| TEXTO MOSTRADO |
»»

Nuevamente llega la temporada ciclónica. Otra vez, estemos haciendo lo que estemos haciendo, procuramos andar pendientes de los partes meteorológicos mientras invocamos a cualquier deidad para que “este año no, por favor, este año no”. La misma frase repetida cada temporada. La misma que continuaremos susurrando año tras año.
Crecimos y quedó atrás el tiempo en que la llegada de un ciclón nos regalaba la alegría de no ir a la escuela. La inocencia de paquetes de galletas y juegos con linternas, al igual que muchas otras ingenuidades, ya se terminó. Se la llevó el viento fuerte y las inundaciones, salió volando encima de las planchas de zinc del techo, quedó atrapada bajo fuertes árboles derruidos, sepultada bajo los escombros de las casas venidas abajo.
En la infancia solo veíamos llover y llover, sin más. No reparábamos en los rostros preocupados de nuestros padres, en las ojeras de nuestras abuelas que, en silencio, solo atinaban a hacer ollas de sopas mientras los demás martillaban para proteger puertas y ventanas, bajaban la antena del televisor y resguardaban dentro de las casas pedazos de maderas y cuanto pudiera ser útil, en caso de…
Para los niños aquello era una fiesta. Me recuerdo, ahora con ternura, espiando por entre las pocas ranuras que no quedaban cubiertas por el papel precinta con el que mami atravesaba los cristales de la ventana para que no fueran a estallar en mil añicos, sin entender por qué ella y abuela me peleaban tanto para que me separara de los vidrios, del peligro que yo no veía por ninguna parte. Yo solo quería mirar, mirar, mirar… para luego al regresar a la escuela tener más para contar que el niño de la calle siguiente que también lo único que quería era mirar, mirar, mirar… y contar.

««

| DATOS DISPONIBLES |
»»

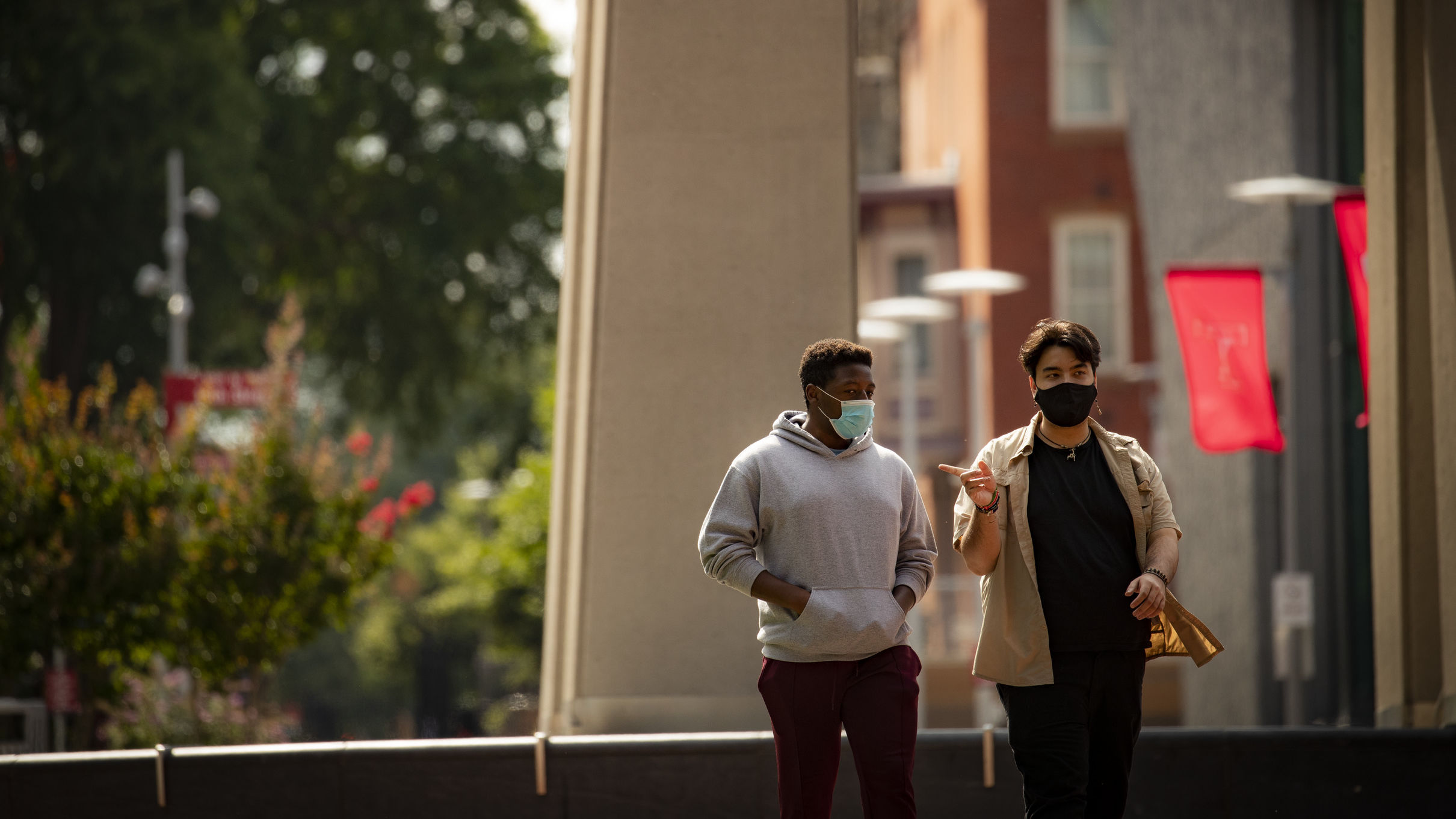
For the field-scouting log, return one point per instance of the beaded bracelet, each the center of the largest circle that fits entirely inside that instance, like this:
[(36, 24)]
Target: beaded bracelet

««

| TAREA A |
Indica, por favor, si estas afirmaciones coinciden con el texto sobre la temporada ciclónica: (i) en la infancia, la llegada de un ciclón significaba no ir a la escuela; (ii) mami cubría los cristales de la ventana con papel precinta; (iii) las abuelas martillaban para proteger puertas y ventanas. Responde sí o no a cada una y cita textualmente las palabras que lo deciden.
| TAREA B |
Según el texto sobre la temporada ciclónica, ¿para qué quería mirar quien narra?
El listado es material aparte y no guarda relación con el texto sobre la temporada ciclónica.

| RESPUESTA COMPLETA A |
(i) Sí: "la llegada de un ciclón nos regalaba la alegría de no ir a la escuela".
(ii) Sí: "el papel precinta con el que mami atravesaba los cristales de la ventana".
(iii) No: "nuestras abuelas que, en silencio, solo atinaban a hacer ollas de sopas mientras los demás martillaban para proteger puertas y ventanas".

| RESPUESTA COMPLETA B |
Para tener, al regresar a la escuela, más para contar que el niño de la calle siguiente.